___ Records for this task ___

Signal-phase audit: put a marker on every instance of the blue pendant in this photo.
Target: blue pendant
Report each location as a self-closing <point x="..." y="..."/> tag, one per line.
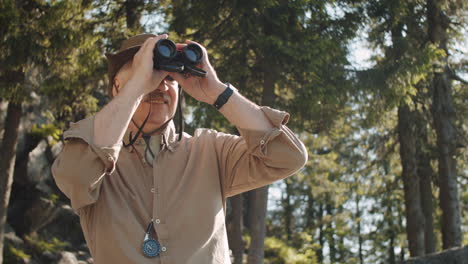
<point x="151" y="248"/>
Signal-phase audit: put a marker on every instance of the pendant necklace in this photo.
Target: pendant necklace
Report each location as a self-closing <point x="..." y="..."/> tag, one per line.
<point x="151" y="247"/>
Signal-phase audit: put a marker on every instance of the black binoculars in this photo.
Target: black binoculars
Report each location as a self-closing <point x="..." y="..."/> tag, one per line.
<point x="166" y="57"/>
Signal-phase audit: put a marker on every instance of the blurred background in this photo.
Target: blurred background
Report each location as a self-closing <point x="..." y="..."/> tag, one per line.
<point x="376" y="89"/>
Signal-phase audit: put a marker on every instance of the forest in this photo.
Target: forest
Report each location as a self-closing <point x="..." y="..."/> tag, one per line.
<point x="386" y="178"/>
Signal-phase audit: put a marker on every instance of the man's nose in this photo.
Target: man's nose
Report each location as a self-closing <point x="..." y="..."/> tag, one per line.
<point x="163" y="86"/>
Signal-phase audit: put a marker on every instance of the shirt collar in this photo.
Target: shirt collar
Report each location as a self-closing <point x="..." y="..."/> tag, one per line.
<point x="168" y="139"/>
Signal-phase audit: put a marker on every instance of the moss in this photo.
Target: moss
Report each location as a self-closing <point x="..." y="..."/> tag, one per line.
<point x="40" y="245"/>
<point x="13" y="255"/>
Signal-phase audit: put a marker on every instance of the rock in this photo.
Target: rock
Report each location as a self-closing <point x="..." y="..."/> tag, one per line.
<point x="68" y="258"/>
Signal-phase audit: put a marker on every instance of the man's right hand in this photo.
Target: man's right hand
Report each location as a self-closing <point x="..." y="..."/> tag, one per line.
<point x="143" y="76"/>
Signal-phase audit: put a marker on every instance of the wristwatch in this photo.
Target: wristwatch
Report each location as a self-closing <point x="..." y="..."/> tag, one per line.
<point x="224" y="96"/>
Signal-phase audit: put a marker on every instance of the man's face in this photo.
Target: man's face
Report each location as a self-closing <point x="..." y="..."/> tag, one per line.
<point x="161" y="103"/>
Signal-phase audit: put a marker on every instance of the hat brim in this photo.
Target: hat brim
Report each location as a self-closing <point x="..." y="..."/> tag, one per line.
<point x="116" y="61"/>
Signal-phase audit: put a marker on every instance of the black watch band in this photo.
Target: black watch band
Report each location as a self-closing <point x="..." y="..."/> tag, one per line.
<point x="223" y="97"/>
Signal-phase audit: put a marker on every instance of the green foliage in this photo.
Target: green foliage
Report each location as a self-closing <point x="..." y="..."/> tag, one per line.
<point x="45" y="130"/>
<point x="278" y="252"/>
<point x="12" y="255"/>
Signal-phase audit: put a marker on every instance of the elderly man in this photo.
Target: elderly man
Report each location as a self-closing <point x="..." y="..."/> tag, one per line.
<point x="147" y="195"/>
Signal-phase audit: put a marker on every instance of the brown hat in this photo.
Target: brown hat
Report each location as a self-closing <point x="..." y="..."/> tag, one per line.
<point x="126" y="52"/>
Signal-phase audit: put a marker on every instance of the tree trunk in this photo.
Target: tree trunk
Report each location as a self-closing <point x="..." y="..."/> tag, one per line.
<point x="426" y="174"/>
<point x="413" y="210"/>
<point x="7" y="162"/>
<point x="288" y="213"/>
<point x="360" y="240"/>
<point x="331" y="234"/>
<point x="321" y="238"/>
<point x="444" y="121"/>
<point x="133" y="9"/>
<point x="236" y="242"/>
<point x="259" y="197"/>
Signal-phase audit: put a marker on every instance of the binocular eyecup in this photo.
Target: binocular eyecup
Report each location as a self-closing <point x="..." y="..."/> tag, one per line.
<point x="166" y="57"/>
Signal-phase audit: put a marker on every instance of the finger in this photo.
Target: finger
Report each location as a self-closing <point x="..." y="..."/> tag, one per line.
<point x="159" y="76"/>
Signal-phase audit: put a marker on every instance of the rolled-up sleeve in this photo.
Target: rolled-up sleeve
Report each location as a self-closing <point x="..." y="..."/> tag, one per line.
<point x="81" y="166"/>
<point x="258" y="158"/>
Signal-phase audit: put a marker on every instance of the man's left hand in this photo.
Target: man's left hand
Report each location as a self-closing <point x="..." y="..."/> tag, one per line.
<point x="205" y="89"/>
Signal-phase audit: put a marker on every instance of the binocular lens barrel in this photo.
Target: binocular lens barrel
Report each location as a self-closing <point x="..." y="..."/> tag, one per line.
<point x="166" y="57"/>
<point x="165" y="48"/>
<point x="193" y="53"/>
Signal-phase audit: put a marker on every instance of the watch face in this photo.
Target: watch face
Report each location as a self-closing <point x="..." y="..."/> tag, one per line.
<point x="151" y="248"/>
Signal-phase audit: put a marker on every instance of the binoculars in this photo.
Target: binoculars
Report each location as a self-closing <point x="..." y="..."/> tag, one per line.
<point x="166" y="57"/>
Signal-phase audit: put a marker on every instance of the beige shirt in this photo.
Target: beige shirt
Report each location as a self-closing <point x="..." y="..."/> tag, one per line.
<point x="116" y="193"/>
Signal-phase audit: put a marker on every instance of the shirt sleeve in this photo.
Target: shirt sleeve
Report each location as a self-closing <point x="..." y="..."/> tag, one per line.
<point x="258" y="158"/>
<point x="81" y="166"/>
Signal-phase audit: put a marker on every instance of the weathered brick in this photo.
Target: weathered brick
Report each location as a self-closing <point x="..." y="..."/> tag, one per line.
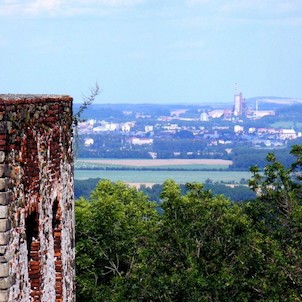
<point x="3" y="296"/>
<point x="4" y="238"/>
<point x="4" y="270"/>
<point x="5" y="225"/>
<point x="4" y="198"/>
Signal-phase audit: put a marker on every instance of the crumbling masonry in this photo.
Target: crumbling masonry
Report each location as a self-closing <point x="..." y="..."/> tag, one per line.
<point x="36" y="199"/>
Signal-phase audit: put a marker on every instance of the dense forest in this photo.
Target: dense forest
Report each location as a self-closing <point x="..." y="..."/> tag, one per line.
<point x="200" y="247"/>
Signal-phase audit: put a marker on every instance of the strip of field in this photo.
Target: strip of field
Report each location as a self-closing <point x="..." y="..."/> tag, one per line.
<point x="158" y="177"/>
<point x="155" y="162"/>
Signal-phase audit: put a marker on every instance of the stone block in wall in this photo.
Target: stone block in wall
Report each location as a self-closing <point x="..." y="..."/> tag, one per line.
<point x="4" y="270"/>
<point x="2" y="156"/>
<point x="3" y="127"/>
<point x="3" y="295"/>
<point x="4" y="198"/>
<point x="3" y="249"/>
<point x="3" y="211"/>
<point x="5" y="225"/>
<point x="6" y="283"/>
<point x="3" y="184"/>
<point x="4" y="238"/>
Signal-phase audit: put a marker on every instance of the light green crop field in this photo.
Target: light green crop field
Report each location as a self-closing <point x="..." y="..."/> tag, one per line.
<point x="158" y="177"/>
<point x="188" y="164"/>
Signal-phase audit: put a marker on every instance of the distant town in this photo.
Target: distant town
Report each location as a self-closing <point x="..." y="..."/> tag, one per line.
<point x="190" y="131"/>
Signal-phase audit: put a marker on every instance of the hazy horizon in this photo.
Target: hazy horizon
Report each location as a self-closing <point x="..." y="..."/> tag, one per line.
<point x="152" y="51"/>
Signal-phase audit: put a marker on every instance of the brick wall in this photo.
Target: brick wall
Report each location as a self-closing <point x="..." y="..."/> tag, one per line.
<point x="36" y="198"/>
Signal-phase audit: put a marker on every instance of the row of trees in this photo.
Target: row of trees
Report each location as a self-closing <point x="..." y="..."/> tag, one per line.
<point x="201" y="247"/>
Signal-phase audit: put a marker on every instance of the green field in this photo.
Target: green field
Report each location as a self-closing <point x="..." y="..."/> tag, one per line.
<point x="161" y="176"/>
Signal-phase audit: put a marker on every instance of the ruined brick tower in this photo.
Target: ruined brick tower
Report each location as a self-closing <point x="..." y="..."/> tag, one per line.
<point x="36" y="199"/>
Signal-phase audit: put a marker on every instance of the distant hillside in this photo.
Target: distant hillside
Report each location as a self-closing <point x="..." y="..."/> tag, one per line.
<point x="271" y="102"/>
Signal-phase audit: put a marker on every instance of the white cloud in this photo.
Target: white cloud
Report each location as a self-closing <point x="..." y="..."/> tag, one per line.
<point x="198" y="1"/>
<point x="60" y="7"/>
<point x="39" y="6"/>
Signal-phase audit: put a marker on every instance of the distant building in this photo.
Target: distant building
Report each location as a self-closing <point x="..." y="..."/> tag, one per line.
<point x="88" y="142"/>
<point x="238" y="102"/>
<point x="216" y="113"/>
<point x="238" y="129"/>
<point x="287" y="134"/>
<point x="204" y="117"/>
<point x="149" y="128"/>
<point x="141" y="141"/>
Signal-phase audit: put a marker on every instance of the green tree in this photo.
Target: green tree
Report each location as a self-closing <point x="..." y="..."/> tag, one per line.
<point x="112" y="228"/>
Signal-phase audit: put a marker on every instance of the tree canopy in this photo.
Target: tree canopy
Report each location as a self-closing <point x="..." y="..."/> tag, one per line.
<point x="201" y="247"/>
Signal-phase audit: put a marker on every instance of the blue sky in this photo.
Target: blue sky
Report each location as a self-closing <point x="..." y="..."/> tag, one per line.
<point x="152" y="51"/>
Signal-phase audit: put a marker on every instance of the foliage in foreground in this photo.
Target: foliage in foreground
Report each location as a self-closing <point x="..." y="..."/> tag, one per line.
<point x="201" y="248"/>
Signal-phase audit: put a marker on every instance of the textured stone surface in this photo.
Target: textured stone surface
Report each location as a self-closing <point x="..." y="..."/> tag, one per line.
<point x="36" y="199"/>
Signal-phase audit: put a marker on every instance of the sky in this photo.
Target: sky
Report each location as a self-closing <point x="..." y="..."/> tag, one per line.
<point x="152" y="51"/>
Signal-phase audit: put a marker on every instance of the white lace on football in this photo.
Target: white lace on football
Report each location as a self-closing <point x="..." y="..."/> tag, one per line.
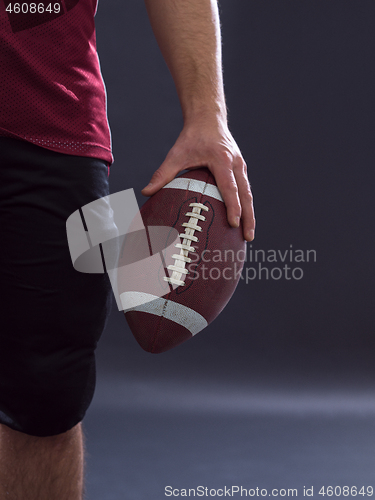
<point x="185" y="247"/>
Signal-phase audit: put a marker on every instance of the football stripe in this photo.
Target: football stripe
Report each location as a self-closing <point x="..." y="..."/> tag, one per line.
<point x="195" y="186"/>
<point x="182" y="315"/>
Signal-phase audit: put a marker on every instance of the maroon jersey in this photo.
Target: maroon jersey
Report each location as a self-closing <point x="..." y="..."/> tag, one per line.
<point x="51" y="89"/>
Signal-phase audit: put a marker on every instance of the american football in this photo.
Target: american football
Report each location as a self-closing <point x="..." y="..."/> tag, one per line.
<point x="196" y="279"/>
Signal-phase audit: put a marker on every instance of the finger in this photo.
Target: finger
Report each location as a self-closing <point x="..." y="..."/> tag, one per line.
<point x="227" y="185"/>
<point x="247" y="206"/>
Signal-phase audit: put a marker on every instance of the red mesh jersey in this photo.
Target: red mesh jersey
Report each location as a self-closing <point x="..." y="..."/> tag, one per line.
<point x="51" y="89"/>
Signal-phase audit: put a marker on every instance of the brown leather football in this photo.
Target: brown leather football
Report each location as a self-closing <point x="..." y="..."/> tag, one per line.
<point x="184" y="279"/>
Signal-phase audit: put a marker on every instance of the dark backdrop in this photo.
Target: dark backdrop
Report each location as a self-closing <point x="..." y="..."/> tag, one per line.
<point x="299" y="80"/>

___

# Your objective
Only one stretch of the records above is wanted: the lines between the one holding "Target: crumbling masonry" and the one holding "Target: brick wall", inclusive, reproduced exactly.

# Output for this exercise
Target: crumbling masonry
Report each location as a self-closing <point x="..." y="..."/> tag, one per line.
<point x="36" y="199"/>
Signal-phase audit: put a marker on every instance of the dense forest in this photo.
Target: dense forest
Report each location as a self-closing <point x="..." y="..."/> tag, one per line.
<point x="200" y="247"/>
Signal-phase audit: put a marker on every instance of the strip of field in this photo.
Target: strip of field
Report each location as a self-closing <point x="..." y="..."/> tag, one per line.
<point x="158" y="177"/>
<point x="155" y="162"/>
Signal-phase audit: put a marker on every instance of the stone block in wall in this photo.
Target: stone block in wall
Report each location as a self-closing <point x="..." y="..."/> tag, one per line.
<point x="4" y="270"/>
<point x="2" y="156"/>
<point x="3" y="127"/>
<point x="3" y="295"/>
<point x="4" y="198"/>
<point x="3" y="249"/>
<point x="3" y="211"/>
<point x="5" y="225"/>
<point x="6" y="283"/>
<point x="3" y="184"/>
<point x="4" y="238"/>
Signal-phase audit: put a marker on every instance of the light green crop field in this photo.
Target: light green crop field
Report each location as a self-closing <point x="..." y="..."/> tag, one per line.
<point x="158" y="177"/>
<point x="188" y="164"/>
Signal-phase audit: put a marker on every instance of the distant town in this photo.
Target: distant town
Report each location as a self-closing <point x="..." y="..."/> tag, one per line.
<point x="190" y="131"/>
Signal-phase audit: put a marker on every instance of the hazy horizon in this photo.
Target: hazy horizon
Report each location as a self-closing <point x="..." y="..."/> tag, one per line.
<point x="152" y="51"/>
Signal-phase audit: put a marker on every instance of the brick wall in this photo.
Target: brick wall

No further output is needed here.